#### [Objective]
Please reproduce word for word the part of the article on what the Dog-Fish and Camel-Bird reveal about our brains that runs between "Conventional approaches of" and "inaccurate and error-prone.", inclusive.

#### [Extract to read]
What the Dog-Fish and Camel-Bird can tell us about how our brains work
- Written by The Conversation
You may have seen some of the “nightmarish” images generated by Google’s aptly named Inceptionism project. Here we have freakish fusions of dogs and knights (as in the image above), dumbells with arms attached (see below) and a menagerie of Hieronymus Bosch-ian creatures:
But these are more than just computerised curiosities. The process that generated these images can actually tell us a great deal about how our own minds process and categorise images – and what it is we have that computers still lack in this regard.
Digging deep
Artificial neural networks, or “deep learning”, have enabled terrific progress in the field of machine learning, particularly in image classification.
Conventional approaches of machine learning typically relied on top-down rule-based programming, with explicit stipulation of what features particular objects had. They have also typically been inaccurate and error-prone.

(Records from a data source)
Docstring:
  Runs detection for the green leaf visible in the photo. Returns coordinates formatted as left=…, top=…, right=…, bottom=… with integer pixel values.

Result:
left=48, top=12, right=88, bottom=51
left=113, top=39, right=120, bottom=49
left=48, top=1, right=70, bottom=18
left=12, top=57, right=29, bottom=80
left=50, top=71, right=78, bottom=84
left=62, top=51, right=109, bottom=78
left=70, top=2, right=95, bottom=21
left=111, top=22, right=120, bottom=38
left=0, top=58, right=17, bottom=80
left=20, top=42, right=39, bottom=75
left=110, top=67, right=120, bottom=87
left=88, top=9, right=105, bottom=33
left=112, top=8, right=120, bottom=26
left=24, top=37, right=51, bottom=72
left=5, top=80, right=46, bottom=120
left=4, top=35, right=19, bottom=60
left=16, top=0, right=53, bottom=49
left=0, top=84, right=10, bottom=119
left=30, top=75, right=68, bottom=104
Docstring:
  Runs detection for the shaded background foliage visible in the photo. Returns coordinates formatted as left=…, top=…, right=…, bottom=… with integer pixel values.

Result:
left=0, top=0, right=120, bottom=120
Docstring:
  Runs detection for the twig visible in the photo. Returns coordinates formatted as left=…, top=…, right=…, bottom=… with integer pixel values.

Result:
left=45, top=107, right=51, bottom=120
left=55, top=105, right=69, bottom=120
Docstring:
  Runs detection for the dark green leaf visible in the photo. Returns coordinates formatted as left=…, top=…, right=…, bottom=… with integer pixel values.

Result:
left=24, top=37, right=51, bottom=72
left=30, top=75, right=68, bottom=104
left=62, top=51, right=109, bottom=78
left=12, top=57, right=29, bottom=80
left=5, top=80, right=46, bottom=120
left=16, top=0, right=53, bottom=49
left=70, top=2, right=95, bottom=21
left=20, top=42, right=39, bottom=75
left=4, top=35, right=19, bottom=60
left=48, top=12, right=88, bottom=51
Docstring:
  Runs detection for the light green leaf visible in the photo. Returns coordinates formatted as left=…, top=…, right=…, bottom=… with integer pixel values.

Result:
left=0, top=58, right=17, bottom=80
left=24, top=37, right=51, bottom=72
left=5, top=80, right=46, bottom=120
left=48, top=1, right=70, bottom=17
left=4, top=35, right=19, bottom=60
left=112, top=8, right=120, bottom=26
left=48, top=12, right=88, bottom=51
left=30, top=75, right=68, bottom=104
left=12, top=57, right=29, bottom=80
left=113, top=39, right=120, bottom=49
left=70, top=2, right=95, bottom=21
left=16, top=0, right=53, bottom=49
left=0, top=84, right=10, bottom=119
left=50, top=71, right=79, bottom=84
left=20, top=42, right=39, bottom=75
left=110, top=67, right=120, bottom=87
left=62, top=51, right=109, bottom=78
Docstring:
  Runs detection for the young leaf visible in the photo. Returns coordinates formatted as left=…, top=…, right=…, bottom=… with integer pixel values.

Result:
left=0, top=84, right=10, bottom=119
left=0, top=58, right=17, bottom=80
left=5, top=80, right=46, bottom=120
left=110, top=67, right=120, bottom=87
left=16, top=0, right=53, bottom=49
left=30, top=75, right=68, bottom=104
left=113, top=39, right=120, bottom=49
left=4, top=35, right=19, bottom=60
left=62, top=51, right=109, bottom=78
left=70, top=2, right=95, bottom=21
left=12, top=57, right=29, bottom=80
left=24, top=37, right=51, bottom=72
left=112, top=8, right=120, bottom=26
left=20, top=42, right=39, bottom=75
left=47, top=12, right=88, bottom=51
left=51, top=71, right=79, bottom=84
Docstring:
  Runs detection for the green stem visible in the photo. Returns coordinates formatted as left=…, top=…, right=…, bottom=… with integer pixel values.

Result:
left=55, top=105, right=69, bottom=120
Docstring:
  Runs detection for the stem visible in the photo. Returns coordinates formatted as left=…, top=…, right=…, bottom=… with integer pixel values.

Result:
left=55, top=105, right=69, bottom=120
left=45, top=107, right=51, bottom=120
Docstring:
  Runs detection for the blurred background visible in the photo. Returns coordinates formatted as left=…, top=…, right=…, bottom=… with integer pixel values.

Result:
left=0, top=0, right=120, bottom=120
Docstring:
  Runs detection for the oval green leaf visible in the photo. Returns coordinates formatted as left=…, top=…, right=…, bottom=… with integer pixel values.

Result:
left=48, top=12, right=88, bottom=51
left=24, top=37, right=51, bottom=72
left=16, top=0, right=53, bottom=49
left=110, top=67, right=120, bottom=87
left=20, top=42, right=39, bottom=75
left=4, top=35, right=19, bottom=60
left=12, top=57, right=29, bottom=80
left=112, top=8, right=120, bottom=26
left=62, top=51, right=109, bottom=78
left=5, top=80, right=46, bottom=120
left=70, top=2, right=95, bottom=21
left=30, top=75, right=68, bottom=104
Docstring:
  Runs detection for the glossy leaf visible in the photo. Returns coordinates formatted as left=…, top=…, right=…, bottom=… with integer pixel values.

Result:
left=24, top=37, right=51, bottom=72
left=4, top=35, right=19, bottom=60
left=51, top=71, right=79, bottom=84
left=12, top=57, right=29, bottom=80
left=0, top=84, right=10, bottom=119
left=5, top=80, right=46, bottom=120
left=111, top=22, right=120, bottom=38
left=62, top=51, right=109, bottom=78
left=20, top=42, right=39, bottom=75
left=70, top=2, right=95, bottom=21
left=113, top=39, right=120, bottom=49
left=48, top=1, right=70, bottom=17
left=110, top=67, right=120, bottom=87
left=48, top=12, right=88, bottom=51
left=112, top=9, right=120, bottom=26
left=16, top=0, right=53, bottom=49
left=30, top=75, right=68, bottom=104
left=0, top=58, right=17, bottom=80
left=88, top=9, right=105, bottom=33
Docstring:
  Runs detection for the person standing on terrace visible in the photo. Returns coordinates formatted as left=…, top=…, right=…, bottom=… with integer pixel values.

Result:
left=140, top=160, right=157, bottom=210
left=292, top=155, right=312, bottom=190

#### [Result of the task]
Conventional approaches of machine learning typically relied on top-down rule-based programming, with explicit stipulation of what features particular objects had. They have also typically been inaccurate and error-prone.